[Data in this exercise]:

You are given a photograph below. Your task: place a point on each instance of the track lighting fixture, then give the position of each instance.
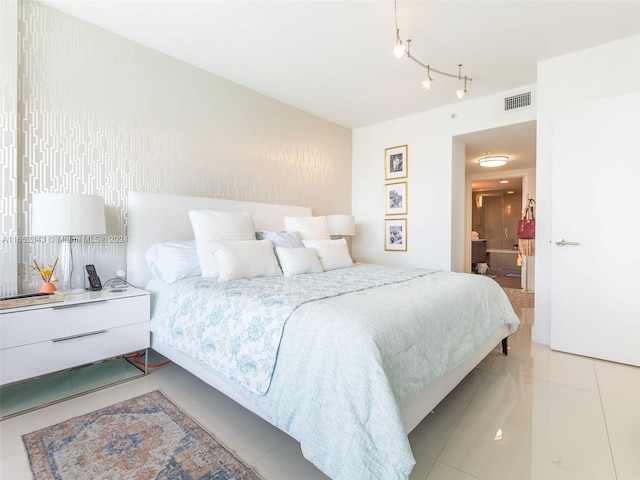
(400, 50)
(493, 161)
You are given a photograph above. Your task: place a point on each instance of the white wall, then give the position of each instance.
(102, 115)
(436, 183)
(571, 80)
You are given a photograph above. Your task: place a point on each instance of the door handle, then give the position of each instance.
(561, 242)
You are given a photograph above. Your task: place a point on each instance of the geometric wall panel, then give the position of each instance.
(102, 115)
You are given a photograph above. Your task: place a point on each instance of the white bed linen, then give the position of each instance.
(342, 374)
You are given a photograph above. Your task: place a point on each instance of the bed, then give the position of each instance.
(347, 361)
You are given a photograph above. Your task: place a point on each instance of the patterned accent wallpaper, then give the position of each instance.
(8, 146)
(101, 115)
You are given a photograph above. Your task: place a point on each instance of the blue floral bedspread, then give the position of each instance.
(345, 363)
(235, 327)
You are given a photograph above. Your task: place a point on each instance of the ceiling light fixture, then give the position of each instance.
(400, 50)
(493, 161)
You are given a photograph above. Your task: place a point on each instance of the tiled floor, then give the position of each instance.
(534, 415)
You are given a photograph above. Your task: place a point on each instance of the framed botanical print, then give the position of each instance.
(395, 235)
(395, 196)
(395, 162)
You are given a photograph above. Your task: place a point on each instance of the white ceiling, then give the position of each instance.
(333, 58)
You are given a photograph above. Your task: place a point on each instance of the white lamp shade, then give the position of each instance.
(344, 225)
(67, 214)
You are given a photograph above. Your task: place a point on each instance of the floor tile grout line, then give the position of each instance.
(604, 418)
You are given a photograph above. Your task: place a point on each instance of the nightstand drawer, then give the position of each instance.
(59, 321)
(36, 359)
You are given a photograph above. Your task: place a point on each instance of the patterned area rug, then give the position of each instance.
(144, 438)
(519, 298)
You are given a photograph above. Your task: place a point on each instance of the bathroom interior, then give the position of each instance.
(495, 213)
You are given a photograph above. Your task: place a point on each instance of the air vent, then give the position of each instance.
(517, 101)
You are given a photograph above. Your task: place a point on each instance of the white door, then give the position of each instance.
(595, 285)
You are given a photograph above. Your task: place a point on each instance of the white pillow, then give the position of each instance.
(310, 228)
(333, 253)
(210, 225)
(173, 261)
(281, 239)
(245, 259)
(295, 261)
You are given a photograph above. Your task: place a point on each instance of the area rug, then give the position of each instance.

[Task]:
Each entry is to be written out again word for word, and any pictures are to be omitted.

[Exercise result]:
You are given a photograph below. Your task: place a point on each instance of the track lighting fixture, then give the position of each instance.
(400, 50)
(493, 161)
You are given a photograph above. Your task: place a point on each instance of the white wall, then give the position of each instance.
(102, 115)
(436, 183)
(571, 80)
You are given a photograph above. Your task: place a point on each instance of the door handle, then give the position of each instance.
(561, 242)
You are given a photograph above. Your task: place a point on each instance of the geometric wall panel, then give the position of each instance.
(102, 115)
You are given a photograph above. Your task: place a point on each instance of the white bed linen, then give the position of each instance.
(342, 374)
You are given a photograph above. Your task: place a point on each instance of the bed, then give the position of each instance.
(347, 361)
You are given a photograph above. Your task: place a point on each instance of the patterned accent wallpaper, then give the position of each instance.
(8, 146)
(101, 115)
You are given a photograph above. Your task: place a point on each instance of the blue floral bedspread, then give the position of each instance.
(345, 363)
(235, 327)
You are given a photograph above. Your task: place a point on each instance of the ceiling light fixture, then give the position of each instance.
(400, 50)
(493, 161)
You are given a photograph above. Your task: place a point on each instance of the tiled floor, then give the position of each instance.
(534, 415)
You are given a photograph above. Your task: place a point on each instance of the framed botanical print, then give the position of each instance.
(395, 235)
(395, 196)
(395, 162)
You are given a photograph above. Your task: place a point on each instance of the white ceiling, then give the position of each instance.
(333, 58)
You are given a photograph above. Your task: place a point on each instance of the white lamp shade, then give the position of each instance.
(344, 225)
(67, 214)
You are given a photograph above. Your task: place a point on each instance of the floor tile grout line, then give the position of each instance.
(604, 418)
You are given a photograph above. Your task: place a point on each instance of the nightstand drawer, then give the position of each instance.
(59, 321)
(36, 359)
You are given a photograph above. Your task: place a point on each instance of the patterned area rug, then give the position of each instance.
(144, 438)
(519, 298)
You are given a photograph above. Your task: place a point on each instance of the bathroom interior, then give the position of each instance.
(495, 213)
You are given a photograph above. Your task: place a point on each instance of the air vent, then give the position of each instance.
(517, 101)
You are given a photograph above. Your task: place a point on each instance of the white door, then give the position of each instance.
(595, 285)
You are given a photograph above. Your task: place a point on each instance of the white pillow, then give the position of each instance.
(310, 228)
(333, 253)
(210, 225)
(173, 261)
(281, 239)
(245, 259)
(295, 261)
You are given a photograph above. Your task: place a point on each instance of the area rug, then give the position of each instance.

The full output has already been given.